**DATA UNDER STUDY:**
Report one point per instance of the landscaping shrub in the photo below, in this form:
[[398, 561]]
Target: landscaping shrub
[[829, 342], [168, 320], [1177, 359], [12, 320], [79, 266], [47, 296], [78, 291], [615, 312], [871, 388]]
--
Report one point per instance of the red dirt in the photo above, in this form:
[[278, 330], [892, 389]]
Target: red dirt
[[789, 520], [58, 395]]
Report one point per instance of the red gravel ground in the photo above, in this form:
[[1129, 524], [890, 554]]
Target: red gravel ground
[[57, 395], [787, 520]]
==
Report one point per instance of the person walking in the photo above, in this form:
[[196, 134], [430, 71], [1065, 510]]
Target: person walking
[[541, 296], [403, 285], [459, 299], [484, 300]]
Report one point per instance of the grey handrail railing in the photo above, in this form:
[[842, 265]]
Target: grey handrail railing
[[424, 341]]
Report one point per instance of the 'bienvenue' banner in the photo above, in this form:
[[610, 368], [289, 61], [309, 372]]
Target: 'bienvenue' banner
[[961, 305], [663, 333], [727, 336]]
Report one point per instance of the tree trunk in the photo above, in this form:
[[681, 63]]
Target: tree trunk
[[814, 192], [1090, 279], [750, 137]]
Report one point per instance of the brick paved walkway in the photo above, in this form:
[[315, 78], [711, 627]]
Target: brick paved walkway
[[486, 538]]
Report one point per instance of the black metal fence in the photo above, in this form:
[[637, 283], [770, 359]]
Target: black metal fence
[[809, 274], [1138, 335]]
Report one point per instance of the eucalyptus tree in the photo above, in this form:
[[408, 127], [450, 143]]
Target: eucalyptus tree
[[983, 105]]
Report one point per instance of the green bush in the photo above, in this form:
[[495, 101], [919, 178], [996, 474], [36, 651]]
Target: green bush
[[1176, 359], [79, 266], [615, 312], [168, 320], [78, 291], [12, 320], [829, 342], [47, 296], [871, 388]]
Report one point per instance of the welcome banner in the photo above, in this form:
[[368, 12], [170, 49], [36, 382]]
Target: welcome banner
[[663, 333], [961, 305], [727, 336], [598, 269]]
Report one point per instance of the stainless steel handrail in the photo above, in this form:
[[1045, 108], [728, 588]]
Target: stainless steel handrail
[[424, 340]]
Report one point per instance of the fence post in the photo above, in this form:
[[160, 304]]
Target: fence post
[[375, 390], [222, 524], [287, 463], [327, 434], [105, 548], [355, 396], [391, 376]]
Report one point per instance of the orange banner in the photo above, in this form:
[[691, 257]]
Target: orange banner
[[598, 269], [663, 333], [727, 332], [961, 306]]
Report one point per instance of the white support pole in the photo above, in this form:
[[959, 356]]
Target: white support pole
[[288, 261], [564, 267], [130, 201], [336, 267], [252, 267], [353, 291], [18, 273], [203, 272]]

**THE TASK:**
The exact lines of the material above starting at the one that contains "[[196, 134], [430, 71], [1065, 510]]" and ending at the one that contains "[[842, 265]]" are what to retype; leave out everything else.

**RESPONSE TO THE TASK:**
[[196, 134], [430, 71], [1065, 510]]
Target: person walking
[[541, 296], [403, 285], [459, 299], [484, 300]]
Report one point per instance of the grey handrail railing in the photo above, in this form:
[[842, 265]]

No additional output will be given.